Labeled box records:
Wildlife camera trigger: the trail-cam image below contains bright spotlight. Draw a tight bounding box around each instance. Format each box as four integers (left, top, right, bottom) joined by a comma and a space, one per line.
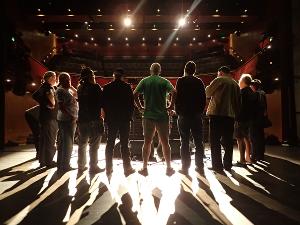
178, 17, 186, 27
124, 17, 132, 27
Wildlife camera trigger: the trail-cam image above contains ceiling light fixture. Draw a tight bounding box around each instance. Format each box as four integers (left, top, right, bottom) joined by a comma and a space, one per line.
124, 17, 132, 27
178, 17, 186, 27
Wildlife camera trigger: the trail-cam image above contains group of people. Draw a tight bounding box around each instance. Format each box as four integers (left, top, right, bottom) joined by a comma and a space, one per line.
33, 61, 266, 176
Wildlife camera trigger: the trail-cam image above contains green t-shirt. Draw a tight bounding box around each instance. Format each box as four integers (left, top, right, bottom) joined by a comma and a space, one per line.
135, 75, 174, 120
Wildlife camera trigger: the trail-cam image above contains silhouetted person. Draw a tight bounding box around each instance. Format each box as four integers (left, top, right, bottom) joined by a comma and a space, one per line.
56, 73, 78, 172
103, 69, 135, 176
77, 67, 104, 173
32, 71, 58, 167
25, 105, 40, 160
235, 74, 255, 165
205, 66, 240, 172
250, 79, 267, 161
175, 61, 206, 174
134, 63, 175, 176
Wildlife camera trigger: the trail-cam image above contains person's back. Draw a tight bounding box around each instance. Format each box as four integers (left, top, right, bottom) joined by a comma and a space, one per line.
206, 76, 240, 118
77, 82, 102, 122
103, 80, 134, 121
138, 75, 173, 120
175, 76, 206, 116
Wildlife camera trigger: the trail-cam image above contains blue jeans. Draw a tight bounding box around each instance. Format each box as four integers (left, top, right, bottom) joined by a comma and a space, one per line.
177, 115, 204, 169
78, 120, 104, 168
57, 121, 76, 169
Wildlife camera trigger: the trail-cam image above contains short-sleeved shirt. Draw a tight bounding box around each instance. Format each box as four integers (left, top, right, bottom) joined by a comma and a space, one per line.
56, 87, 78, 121
77, 83, 103, 123
32, 82, 57, 122
135, 75, 174, 121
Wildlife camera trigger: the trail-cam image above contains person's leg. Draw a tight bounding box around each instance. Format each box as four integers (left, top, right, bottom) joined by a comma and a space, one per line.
222, 117, 234, 170
191, 115, 204, 168
119, 121, 134, 175
105, 123, 118, 174
209, 116, 223, 170
155, 121, 174, 175
63, 121, 76, 169
45, 120, 58, 166
89, 121, 104, 172
244, 137, 251, 162
143, 119, 155, 169
177, 116, 191, 171
57, 121, 66, 170
78, 123, 90, 170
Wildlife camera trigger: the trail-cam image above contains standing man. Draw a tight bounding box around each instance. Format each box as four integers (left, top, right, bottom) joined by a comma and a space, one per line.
175, 61, 206, 175
206, 66, 240, 172
134, 63, 175, 176
56, 72, 78, 172
250, 79, 268, 162
103, 69, 135, 176
77, 67, 104, 173
32, 71, 58, 167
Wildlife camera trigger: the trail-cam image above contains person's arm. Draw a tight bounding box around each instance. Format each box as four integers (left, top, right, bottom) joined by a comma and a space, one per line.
205, 78, 220, 98
133, 80, 145, 113
46, 89, 55, 108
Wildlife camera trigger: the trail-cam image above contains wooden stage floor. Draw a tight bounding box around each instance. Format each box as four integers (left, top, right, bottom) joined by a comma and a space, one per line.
0, 145, 300, 225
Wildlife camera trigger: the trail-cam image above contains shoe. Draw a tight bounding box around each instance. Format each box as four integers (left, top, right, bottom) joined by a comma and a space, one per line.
138, 168, 148, 177
224, 167, 231, 172
166, 167, 175, 177
195, 166, 204, 175
178, 168, 189, 176
124, 167, 135, 177
78, 166, 87, 173
63, 166, 76, 172
90, 166, 105, 173
207, 166, 224, 173
233, 161, 246, 167
105, 167, 113, 177
45, 161, 57, 168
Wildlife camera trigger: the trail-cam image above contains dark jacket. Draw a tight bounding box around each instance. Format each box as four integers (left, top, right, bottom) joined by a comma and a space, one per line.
205, 76, 240, 118
236, 87, 257, 122
32, 82, 58, 122
77, 83, 103, 122
175, 76, 206, 116
103, 80, 134, 122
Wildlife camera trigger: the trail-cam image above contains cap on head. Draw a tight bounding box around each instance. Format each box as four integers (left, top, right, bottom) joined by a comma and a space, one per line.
150, 63, 161, 75
80, 67, 94, 80
43, 71, 56, 82
239, 74, 252, 86
114, 68, 124, 79
251, 79, 261, 89
184, 61, 196, 75
218, 66, 230, 73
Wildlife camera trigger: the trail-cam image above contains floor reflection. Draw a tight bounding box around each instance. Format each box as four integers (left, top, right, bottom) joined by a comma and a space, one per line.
0, 149, 300, 225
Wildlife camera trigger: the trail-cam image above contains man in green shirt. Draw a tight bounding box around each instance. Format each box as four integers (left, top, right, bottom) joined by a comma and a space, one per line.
134, 63, 175, 176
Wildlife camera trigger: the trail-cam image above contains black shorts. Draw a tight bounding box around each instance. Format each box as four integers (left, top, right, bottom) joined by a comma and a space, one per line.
234, 122, 250, 138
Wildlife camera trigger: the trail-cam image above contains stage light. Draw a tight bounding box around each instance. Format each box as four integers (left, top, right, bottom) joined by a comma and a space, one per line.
178, 17, 186, 27
124, 17, 132, 27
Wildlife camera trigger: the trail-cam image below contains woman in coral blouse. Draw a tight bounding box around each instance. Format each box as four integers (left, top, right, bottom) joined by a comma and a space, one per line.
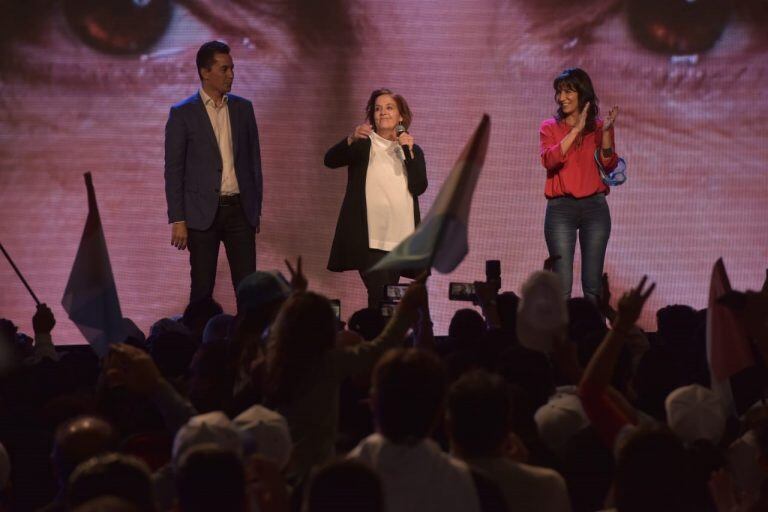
539, 68, 619, 301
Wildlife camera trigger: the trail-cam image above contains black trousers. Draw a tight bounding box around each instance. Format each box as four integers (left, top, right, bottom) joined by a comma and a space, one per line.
188, 196, 256, 302
360, 249, 400, 310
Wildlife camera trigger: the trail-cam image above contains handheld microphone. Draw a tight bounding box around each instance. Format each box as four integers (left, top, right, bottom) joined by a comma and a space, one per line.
395, 123, 411, 161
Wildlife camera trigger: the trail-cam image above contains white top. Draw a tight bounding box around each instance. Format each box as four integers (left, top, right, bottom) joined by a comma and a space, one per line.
467, 457, 571, 512
349, 434, 480, 512
200, 89, 240, 196
365, 132, 415, 251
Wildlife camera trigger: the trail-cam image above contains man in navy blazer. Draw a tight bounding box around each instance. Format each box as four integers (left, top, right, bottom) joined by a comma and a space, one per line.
165, 41, 262, 303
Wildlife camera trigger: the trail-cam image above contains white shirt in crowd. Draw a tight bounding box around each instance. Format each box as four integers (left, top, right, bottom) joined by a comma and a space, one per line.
466, 457, 571, 512
365, 132, 415, 251
349, 434, 480, 512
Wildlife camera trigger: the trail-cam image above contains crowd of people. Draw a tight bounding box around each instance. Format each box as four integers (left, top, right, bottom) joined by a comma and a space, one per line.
0, 264, 768, 512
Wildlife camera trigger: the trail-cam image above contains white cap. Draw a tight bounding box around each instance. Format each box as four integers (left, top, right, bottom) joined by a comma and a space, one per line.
517, 270, 568, 354
173, 411, 243, 465
664, 384, 727, 445
233, 405, 293, 468
533, 386, 589, 452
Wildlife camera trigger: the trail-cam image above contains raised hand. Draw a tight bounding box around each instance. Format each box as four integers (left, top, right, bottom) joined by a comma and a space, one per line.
32, 304, 56, 334
347, 122, 373, 144
284, 256, 309, 292
397, 271, 429, 321
603, 105, 619, 130
614, 276, 656, 330
397, 132, 413, 151
544, 254, 562, 272
574, 102, 592, 133
597, 273, 616, 323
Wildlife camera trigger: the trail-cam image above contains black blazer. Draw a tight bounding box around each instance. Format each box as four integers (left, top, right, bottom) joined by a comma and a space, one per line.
325, 138, 427, 272
165, 92, 263, 229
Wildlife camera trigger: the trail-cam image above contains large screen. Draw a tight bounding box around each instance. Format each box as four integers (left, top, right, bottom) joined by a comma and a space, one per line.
0, 0, 768, 344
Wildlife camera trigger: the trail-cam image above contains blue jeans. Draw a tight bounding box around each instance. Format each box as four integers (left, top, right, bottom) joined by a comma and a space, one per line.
544, 193, 611, 302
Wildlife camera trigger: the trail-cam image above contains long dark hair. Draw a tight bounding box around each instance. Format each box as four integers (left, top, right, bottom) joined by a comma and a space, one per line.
552, 68, 600, 132
264, 292, 336, 407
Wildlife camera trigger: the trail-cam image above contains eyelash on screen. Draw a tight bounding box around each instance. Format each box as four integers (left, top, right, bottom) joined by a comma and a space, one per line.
508, 0, 768, 93
0, 0, 354, 86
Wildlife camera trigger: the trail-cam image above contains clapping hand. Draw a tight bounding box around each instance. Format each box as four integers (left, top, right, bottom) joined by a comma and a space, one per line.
284, 256, 309, 292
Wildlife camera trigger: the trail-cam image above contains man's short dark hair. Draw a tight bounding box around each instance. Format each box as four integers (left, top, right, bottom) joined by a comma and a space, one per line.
304, 459, 384, 512
373, 349, 446, 444
67, 453, 156, 511
176, 444, 246, 512
448, 370, 512, 457
196, 41, 230, 80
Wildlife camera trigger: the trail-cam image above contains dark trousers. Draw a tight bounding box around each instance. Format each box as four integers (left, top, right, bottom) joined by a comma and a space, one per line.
360, 249, 400, 310
544, 194, 611, 302
188, 196, 256, 302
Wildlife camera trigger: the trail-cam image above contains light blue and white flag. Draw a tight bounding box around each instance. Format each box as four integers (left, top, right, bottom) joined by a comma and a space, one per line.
371, 114, 491, 274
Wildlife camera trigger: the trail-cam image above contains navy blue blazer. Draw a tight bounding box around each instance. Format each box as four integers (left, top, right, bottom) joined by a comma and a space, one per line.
165, 92, 263, 230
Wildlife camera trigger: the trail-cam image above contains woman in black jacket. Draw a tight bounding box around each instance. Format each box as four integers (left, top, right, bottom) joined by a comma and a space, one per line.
325, 89, 427, 308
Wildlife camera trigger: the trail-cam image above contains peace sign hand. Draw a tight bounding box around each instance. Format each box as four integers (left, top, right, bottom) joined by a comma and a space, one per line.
614, 276, 656, 330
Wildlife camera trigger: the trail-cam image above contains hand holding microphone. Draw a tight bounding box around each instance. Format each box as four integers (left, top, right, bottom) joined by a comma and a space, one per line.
395, 124, 413, 161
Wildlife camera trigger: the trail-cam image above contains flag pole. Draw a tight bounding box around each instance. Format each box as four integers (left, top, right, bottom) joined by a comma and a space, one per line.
0, 243, 40, 306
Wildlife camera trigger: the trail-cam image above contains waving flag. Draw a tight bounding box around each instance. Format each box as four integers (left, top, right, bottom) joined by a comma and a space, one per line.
61, 172, 126, 357
371, 114, 491, 274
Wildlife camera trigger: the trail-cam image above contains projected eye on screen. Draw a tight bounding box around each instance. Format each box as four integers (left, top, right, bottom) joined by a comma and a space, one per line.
0, 0, 768, 344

(SHORT TASK)
Lay out as a numbered list the lines of the material from the one containing "above contains handheld" through the one containing "395, 123, 411, 161", both included, leaving out any blank lines.

(RIGHT ANSWER)
1. Wildlife camera trigger: the trail-cam image above contains handheld microphone. Draw a tight bounding box around each instance. Format each box as four integers (left, top, right, bottom) joined by a comma and a space, one per line.
2. 395, 123, 411, 161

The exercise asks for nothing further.